Check each line of the entries below for the string "puppy"; copy every line where it appears.

----------------------------------------

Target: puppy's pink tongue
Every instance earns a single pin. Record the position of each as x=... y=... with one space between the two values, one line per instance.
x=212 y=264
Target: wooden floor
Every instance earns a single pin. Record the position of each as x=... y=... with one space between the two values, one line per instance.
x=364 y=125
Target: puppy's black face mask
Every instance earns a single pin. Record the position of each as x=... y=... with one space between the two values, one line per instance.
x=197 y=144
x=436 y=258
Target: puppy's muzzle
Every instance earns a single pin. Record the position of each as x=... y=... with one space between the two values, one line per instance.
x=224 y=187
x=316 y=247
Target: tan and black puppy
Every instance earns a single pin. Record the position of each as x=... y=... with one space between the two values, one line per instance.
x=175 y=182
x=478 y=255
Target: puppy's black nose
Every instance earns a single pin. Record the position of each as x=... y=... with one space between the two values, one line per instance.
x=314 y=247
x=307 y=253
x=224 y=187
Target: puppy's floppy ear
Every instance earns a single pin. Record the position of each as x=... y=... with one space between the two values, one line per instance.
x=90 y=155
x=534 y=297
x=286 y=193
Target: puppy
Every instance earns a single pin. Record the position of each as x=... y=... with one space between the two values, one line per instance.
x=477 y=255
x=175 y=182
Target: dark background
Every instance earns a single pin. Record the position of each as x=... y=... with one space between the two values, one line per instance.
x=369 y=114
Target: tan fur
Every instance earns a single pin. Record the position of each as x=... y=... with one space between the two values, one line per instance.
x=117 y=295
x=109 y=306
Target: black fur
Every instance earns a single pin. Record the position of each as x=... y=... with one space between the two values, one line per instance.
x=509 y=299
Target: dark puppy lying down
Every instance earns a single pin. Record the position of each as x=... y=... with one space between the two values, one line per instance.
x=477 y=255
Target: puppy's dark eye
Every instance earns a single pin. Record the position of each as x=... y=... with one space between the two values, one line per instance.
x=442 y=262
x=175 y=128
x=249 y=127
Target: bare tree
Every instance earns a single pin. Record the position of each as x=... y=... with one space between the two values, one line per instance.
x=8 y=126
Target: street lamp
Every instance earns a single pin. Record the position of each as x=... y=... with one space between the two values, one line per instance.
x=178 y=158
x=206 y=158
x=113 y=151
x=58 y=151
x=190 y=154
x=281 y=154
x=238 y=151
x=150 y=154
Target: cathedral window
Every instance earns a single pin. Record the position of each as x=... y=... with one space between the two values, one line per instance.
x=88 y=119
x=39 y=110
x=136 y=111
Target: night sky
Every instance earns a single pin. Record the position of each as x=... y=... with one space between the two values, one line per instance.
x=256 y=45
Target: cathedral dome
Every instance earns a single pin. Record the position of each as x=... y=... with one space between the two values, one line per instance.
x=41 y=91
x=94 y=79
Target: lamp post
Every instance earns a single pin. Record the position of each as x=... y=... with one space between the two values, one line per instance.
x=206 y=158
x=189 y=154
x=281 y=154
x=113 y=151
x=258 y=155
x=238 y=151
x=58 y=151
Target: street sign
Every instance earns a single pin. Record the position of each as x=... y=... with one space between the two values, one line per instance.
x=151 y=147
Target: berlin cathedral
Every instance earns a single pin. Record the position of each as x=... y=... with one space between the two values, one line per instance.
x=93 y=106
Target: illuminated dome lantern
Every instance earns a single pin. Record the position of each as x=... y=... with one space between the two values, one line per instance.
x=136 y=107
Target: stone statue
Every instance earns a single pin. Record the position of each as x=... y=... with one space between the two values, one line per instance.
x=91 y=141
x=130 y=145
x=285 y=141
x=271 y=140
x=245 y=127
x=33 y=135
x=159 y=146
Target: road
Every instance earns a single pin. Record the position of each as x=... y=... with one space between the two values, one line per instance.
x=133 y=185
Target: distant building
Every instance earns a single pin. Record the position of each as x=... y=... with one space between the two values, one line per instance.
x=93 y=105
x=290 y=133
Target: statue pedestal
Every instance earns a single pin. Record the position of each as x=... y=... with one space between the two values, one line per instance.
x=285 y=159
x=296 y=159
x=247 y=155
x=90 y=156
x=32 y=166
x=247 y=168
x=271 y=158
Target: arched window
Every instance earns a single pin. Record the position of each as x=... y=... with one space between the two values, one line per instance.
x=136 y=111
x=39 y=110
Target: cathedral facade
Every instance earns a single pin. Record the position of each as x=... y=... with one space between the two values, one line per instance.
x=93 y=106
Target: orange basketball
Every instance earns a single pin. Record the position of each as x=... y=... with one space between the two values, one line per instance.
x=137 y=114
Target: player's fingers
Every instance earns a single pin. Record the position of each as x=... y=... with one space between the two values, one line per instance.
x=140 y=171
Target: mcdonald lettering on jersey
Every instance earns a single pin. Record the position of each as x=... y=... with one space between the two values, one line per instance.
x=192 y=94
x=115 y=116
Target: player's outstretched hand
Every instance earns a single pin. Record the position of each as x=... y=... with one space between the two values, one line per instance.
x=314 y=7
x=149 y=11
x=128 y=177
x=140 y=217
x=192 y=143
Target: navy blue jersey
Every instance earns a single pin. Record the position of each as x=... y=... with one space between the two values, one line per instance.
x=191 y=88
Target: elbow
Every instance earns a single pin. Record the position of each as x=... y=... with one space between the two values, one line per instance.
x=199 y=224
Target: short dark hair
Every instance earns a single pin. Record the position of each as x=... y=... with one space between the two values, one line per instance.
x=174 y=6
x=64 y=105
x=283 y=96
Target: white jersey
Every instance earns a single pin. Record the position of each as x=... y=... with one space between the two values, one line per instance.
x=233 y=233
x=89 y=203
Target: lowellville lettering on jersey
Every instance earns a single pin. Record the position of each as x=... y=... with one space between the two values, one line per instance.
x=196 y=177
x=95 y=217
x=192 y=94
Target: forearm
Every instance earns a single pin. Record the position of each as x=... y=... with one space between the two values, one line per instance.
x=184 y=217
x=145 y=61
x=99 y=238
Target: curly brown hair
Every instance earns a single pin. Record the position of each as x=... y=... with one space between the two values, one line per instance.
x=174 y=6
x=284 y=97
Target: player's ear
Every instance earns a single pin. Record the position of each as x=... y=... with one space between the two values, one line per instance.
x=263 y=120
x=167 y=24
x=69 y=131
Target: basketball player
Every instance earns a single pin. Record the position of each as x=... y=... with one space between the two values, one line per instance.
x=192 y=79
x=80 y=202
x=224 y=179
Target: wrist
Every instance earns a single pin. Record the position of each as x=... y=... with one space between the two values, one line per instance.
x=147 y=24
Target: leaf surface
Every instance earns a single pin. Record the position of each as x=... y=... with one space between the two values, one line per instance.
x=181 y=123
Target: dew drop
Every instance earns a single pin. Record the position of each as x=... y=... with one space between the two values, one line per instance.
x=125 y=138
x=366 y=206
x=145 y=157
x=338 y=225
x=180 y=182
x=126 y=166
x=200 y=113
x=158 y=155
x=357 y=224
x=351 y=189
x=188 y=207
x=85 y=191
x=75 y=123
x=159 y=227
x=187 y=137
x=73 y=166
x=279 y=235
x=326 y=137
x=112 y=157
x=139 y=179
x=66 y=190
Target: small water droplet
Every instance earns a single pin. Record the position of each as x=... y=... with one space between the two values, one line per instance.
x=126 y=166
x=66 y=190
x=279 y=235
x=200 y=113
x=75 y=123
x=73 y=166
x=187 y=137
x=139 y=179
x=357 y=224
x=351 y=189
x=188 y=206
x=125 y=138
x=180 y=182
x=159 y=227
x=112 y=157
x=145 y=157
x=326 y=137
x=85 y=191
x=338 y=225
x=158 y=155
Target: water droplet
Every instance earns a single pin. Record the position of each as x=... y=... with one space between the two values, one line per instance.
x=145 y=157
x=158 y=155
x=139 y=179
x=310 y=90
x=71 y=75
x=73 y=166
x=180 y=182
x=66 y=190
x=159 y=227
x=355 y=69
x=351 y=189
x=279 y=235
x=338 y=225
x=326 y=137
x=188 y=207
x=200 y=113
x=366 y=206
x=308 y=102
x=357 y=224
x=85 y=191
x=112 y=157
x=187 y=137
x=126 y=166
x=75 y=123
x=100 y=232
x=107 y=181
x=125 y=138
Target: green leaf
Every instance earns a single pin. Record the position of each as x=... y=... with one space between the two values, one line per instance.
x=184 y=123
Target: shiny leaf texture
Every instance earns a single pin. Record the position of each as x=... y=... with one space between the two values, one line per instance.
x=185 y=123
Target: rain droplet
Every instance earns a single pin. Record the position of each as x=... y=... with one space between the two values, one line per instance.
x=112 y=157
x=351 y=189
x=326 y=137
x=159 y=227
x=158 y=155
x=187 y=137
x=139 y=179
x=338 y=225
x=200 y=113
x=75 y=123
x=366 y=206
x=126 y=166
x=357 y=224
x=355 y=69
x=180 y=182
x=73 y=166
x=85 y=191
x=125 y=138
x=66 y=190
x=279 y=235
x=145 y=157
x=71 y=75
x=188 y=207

----------------------------------------

OUTPUT →
Target: puppy's pink tongue
Target: puppy's black face mask
Target: puppy's muzzle
Target: tan and black puppy
Target: puppy's black nose
Target: puppy's floppy ear
Target: puppy
Target: dark puppy lying down
Target: puppy's dark eye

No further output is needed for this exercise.